→ **Location identification entries**:
********************

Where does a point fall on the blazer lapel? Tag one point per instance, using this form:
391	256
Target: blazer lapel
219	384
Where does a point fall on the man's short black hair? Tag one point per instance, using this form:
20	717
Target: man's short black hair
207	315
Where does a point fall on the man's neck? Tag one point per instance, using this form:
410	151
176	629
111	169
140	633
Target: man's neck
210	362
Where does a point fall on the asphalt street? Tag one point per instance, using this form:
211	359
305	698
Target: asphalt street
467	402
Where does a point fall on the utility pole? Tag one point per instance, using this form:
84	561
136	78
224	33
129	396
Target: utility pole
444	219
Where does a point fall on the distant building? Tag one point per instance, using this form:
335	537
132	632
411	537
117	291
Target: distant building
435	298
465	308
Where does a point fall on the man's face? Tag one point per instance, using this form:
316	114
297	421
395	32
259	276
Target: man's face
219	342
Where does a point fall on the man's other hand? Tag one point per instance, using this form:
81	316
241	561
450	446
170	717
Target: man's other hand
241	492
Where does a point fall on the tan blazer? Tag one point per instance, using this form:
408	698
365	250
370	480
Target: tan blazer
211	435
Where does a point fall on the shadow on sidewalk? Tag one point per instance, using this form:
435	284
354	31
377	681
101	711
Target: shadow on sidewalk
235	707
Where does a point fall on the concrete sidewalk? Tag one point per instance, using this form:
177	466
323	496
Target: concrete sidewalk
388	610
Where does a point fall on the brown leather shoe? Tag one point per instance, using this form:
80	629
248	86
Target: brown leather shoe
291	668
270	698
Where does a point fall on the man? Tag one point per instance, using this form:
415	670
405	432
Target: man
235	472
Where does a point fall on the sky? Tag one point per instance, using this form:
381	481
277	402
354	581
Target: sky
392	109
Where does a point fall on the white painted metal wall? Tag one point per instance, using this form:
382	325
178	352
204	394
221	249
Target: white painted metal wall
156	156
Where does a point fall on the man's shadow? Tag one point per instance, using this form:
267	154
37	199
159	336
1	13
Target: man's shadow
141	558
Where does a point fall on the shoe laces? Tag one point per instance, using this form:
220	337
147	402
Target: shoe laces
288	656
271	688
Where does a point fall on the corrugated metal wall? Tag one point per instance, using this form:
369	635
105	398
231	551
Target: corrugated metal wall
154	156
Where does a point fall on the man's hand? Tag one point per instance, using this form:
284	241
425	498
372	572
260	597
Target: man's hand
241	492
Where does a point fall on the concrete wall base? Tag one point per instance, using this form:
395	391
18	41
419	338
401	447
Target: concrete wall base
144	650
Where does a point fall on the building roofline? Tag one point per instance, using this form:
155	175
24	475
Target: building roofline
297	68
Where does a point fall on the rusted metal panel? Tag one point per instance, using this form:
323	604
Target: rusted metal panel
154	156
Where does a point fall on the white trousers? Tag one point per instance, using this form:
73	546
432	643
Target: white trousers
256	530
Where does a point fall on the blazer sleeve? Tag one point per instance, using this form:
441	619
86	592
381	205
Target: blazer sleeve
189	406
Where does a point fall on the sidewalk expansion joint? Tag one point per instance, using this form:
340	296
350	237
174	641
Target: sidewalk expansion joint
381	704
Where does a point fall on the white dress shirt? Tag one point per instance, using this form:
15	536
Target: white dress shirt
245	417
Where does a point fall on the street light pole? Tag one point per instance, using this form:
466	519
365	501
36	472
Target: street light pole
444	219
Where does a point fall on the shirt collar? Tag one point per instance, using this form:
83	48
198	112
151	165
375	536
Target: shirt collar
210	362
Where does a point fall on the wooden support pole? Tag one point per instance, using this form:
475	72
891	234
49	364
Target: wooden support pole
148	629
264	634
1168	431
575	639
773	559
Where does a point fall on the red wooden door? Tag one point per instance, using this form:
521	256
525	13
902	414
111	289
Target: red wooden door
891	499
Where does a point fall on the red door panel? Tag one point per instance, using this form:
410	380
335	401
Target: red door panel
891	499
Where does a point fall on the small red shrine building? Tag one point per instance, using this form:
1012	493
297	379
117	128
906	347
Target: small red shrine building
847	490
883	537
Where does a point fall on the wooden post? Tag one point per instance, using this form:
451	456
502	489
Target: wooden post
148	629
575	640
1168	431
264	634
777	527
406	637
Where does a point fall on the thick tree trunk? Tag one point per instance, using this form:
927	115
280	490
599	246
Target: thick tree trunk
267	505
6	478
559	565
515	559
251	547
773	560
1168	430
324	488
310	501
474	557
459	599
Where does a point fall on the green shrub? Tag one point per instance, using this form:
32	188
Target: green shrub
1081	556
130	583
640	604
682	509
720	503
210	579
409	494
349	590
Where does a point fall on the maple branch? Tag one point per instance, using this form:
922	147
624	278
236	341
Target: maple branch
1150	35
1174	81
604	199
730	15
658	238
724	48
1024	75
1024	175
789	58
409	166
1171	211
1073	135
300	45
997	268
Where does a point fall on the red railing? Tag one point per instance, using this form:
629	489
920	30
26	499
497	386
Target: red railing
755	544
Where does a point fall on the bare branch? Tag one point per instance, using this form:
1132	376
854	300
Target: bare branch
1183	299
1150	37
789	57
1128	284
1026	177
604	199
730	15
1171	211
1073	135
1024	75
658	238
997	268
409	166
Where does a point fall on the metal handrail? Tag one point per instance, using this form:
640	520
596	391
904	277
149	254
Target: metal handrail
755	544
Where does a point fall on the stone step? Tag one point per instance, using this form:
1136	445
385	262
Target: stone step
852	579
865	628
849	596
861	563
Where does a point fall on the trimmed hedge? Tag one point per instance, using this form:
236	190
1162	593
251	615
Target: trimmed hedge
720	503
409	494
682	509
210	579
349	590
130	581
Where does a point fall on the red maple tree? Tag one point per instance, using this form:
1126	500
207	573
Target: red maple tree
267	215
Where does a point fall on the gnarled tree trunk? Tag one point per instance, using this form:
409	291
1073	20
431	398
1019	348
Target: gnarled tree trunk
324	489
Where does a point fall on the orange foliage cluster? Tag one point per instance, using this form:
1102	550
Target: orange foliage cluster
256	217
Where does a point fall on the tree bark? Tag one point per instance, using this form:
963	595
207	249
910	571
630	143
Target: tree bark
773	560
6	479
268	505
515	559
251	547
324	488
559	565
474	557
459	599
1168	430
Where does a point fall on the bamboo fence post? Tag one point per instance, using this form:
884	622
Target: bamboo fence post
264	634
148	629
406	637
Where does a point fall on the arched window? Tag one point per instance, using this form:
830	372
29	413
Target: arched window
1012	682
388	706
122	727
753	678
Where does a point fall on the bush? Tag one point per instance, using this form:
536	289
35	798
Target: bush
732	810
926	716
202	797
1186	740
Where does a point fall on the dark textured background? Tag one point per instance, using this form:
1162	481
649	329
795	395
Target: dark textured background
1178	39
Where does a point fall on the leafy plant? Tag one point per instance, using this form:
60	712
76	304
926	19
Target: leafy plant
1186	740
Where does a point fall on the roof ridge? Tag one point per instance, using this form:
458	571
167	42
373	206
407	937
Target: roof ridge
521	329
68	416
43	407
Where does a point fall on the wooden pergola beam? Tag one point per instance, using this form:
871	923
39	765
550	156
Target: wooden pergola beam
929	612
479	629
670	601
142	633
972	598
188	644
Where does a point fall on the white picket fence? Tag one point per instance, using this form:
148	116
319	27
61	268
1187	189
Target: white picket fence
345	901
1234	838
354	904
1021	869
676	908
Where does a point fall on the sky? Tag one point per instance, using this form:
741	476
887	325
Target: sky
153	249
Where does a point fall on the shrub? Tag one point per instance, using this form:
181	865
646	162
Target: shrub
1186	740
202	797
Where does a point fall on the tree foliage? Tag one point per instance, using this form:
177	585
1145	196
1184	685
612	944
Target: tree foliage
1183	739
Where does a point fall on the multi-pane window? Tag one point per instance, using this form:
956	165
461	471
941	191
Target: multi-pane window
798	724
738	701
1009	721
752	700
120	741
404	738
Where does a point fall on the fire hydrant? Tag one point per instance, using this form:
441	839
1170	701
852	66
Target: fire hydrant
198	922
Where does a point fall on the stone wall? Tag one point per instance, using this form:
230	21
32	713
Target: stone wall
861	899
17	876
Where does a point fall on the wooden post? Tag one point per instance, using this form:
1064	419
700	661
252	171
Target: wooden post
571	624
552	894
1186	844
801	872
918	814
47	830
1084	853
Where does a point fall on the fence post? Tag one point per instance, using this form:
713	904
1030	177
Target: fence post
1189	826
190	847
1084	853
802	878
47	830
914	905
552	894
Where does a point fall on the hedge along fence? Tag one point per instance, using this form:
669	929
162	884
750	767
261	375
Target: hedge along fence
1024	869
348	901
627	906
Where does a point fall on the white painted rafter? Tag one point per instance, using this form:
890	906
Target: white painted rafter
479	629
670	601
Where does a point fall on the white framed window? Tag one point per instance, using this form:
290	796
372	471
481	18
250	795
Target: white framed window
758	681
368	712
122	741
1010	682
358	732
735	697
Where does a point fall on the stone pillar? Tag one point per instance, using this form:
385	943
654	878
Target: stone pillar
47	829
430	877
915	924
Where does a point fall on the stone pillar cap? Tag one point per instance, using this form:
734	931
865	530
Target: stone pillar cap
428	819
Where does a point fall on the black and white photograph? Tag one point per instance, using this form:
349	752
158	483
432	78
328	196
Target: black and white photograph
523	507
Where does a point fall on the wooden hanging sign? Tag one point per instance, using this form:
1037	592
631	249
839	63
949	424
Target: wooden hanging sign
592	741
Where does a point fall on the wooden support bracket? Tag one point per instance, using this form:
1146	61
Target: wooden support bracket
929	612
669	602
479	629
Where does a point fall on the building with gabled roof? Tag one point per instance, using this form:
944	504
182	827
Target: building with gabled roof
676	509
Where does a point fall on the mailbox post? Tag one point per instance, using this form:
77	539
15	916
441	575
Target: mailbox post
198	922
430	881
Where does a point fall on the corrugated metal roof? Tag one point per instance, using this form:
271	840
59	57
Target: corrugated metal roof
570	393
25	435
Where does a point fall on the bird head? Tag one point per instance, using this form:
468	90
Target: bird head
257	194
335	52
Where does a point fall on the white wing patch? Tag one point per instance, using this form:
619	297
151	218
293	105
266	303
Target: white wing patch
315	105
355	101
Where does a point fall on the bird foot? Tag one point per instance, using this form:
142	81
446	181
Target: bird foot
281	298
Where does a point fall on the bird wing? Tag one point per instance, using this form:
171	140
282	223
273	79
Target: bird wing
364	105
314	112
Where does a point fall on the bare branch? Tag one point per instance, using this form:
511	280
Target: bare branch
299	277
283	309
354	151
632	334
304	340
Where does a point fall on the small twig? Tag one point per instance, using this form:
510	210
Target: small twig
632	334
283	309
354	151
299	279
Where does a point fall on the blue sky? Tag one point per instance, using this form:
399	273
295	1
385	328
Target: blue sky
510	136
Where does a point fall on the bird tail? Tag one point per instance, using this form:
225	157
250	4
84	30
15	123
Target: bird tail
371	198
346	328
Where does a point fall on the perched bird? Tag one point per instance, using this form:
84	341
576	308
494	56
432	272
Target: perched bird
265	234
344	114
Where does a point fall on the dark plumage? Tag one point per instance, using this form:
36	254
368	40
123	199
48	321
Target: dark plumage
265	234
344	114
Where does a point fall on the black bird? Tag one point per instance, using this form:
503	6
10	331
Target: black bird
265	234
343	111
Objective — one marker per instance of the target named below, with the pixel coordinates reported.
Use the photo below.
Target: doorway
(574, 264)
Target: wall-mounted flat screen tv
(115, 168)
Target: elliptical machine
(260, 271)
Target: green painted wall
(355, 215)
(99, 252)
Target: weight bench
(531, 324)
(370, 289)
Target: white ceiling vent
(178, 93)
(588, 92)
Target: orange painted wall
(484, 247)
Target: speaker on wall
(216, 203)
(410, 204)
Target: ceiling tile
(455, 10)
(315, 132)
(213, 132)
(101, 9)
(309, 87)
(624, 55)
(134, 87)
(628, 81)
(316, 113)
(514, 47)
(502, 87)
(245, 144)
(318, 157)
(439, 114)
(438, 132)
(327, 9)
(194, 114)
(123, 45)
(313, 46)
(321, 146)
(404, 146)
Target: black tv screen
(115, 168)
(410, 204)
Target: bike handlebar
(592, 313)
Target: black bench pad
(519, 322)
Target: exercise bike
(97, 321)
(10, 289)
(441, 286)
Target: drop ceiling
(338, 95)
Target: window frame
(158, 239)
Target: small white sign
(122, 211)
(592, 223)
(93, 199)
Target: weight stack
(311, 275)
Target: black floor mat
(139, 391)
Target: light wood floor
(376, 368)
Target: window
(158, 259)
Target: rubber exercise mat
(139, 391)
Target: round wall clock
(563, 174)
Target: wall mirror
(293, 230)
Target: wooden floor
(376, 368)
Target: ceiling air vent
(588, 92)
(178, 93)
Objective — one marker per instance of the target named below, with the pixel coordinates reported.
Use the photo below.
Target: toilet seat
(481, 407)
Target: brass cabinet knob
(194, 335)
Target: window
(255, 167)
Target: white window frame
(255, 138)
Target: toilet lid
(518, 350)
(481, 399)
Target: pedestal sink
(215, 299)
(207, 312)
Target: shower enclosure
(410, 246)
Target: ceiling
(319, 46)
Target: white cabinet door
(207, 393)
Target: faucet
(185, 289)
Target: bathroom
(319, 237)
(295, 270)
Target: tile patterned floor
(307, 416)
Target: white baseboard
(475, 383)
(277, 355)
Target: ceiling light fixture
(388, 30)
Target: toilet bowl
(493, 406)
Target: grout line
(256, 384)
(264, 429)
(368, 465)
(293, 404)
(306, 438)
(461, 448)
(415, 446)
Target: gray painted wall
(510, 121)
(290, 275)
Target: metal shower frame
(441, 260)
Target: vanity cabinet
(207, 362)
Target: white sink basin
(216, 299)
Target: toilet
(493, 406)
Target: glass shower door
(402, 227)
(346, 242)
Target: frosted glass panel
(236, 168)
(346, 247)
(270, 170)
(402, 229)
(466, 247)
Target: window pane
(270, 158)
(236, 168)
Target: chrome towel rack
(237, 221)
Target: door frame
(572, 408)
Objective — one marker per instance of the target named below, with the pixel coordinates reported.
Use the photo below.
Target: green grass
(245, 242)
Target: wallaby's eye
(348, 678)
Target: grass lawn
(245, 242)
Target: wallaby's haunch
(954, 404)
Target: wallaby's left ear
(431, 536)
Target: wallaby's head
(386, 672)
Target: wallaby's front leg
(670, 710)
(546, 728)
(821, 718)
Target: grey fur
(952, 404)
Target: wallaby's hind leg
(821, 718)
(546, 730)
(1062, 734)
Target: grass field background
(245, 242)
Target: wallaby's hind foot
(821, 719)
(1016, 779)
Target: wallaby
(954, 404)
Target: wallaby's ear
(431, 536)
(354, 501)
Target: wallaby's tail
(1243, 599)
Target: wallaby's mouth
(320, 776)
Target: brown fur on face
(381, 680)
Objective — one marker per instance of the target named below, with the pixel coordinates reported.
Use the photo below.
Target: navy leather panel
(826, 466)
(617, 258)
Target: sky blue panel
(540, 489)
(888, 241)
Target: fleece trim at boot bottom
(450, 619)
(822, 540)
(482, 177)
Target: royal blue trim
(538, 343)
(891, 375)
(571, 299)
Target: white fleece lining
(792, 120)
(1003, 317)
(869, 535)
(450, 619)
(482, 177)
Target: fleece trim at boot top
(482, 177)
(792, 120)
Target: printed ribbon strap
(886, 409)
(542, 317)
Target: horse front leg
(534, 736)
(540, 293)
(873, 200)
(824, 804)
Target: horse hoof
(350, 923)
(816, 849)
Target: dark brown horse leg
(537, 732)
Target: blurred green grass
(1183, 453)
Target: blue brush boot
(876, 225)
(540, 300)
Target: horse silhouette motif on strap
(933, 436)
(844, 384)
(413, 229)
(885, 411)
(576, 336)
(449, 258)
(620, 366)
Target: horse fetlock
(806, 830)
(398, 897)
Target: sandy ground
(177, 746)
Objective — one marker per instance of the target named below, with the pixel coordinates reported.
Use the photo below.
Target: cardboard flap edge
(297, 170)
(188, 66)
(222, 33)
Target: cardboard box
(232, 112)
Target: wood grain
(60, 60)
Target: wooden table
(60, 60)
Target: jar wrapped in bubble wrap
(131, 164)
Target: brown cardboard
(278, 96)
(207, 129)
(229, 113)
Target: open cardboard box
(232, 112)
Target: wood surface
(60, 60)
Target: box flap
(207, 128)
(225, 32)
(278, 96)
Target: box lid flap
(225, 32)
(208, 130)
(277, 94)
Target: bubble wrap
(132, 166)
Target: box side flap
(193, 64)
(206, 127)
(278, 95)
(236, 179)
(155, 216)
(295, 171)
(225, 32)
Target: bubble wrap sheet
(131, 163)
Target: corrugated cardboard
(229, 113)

********************

→ **THE PROBLEM**: Quote only the lines from the line containing "Target: white fleece lining" through the end of the entries, keeping the first and the last.

→ **THE RESULT**:
Target: white fleece lining
(792, 120)
(1003, 317)
(869, 535)
(450, 619)
(482, 177)
Target: fleece trim at boot top
(482, 177)
(792, 120)
Target: printed ribbon strap
(886, 409)
(542, 317)
Target: horse front leg
(534, 736)
(540, 293)
(873, 200)
(824, 804)
Target: horse hoof
(350, 923)
(816, 849)
Target: dark brown horse leg
(537, 732)
Target: blurred green grass
(1183, 453)
Target: blue brush boot
(876, 225)
(540, 300)
Target: horse silhouette motif on strap
(933, 436)
(844, 384)
(413, 229)
(885, 411)
(576, 336)
(449, 258)
(620, 366)
Target: horse fetlock
(806, 830)
(398, 897)
Target: sandy ground
(177, 746)
Objective — one marker per instance of the target named below, with the pixel coordinates reported.
Use the photo below.
Target: cardboard flap edge
(297, 170)
(188, 66)
(222, 33)
Target: cardboard box
(232, 112)
Target: wood grain
(60, 60)
Target: wooden table
(60, 60)
Target: jar wrapped in bubble wrap
(131, 164)
Target: brown cardboard
(278, 96)
(207, 129)
(229, 113)
Target: open cardboard box
(232, 112)
Target: wood surface
(60, 60)
Target: box flap
(207, 128)
(225, 32)
(278, 96)
Target: box lid flap
(225, 32)
(208, 130)
(277, 94)
Target: bubble wrap
(132, 166)
Target: box side flap
(193, 64)
(206, 127)
(278, 95)
(236, 179)
(155, 216)
(295, 171)
(225, 32)
Target: bubble wrap sheet
(131, 163)
Target: corrugated cardboard
(229, 113)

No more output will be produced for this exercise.